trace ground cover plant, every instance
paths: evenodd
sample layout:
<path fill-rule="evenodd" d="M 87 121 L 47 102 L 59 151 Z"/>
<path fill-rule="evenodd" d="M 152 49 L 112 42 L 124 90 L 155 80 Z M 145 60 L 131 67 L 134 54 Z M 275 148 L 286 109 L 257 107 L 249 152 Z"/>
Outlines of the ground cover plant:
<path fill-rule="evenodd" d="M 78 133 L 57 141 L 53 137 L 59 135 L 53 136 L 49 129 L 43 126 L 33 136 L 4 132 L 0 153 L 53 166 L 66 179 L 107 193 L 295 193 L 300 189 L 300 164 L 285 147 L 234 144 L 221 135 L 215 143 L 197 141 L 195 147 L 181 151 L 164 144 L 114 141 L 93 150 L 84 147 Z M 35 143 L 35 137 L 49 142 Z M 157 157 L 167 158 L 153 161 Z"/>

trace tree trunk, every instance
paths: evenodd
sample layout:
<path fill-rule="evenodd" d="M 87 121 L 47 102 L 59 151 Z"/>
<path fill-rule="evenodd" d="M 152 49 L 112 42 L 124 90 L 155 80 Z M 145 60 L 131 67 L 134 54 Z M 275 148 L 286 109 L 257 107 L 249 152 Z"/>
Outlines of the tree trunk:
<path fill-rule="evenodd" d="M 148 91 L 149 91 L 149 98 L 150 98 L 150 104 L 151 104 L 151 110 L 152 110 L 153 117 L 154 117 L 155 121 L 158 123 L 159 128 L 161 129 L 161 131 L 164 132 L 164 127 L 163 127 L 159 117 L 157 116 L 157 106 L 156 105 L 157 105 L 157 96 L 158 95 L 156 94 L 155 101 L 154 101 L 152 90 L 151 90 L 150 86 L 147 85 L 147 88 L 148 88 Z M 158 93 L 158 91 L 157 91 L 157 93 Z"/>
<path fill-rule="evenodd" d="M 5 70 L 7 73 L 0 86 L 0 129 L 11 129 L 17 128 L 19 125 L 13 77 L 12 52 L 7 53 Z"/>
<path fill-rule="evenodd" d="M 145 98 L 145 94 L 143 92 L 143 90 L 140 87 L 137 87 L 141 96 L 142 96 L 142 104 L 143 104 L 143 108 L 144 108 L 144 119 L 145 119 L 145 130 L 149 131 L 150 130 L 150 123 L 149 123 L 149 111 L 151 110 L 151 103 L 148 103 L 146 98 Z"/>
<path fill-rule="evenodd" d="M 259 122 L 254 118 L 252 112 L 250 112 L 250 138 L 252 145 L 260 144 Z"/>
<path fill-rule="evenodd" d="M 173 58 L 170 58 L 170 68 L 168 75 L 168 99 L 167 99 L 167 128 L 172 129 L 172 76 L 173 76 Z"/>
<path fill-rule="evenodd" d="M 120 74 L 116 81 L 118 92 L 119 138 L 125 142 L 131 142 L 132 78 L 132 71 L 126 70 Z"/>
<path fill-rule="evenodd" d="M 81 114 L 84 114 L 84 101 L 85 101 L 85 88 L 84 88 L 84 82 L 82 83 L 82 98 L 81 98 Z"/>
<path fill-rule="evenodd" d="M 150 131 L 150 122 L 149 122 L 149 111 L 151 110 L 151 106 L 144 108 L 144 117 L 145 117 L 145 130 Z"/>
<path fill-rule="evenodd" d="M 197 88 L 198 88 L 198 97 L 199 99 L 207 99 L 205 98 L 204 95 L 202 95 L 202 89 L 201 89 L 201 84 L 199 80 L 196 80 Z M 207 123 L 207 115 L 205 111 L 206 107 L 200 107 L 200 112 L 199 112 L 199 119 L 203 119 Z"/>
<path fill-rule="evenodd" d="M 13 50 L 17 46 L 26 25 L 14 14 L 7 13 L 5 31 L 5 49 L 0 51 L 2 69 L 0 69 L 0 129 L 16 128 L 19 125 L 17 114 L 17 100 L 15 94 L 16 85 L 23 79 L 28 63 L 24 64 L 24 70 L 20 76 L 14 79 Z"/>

Your goal: Using the records above, report each line with the string "every".

Solution:
trace ground cover plant, every instance
trace tree trunk, every instance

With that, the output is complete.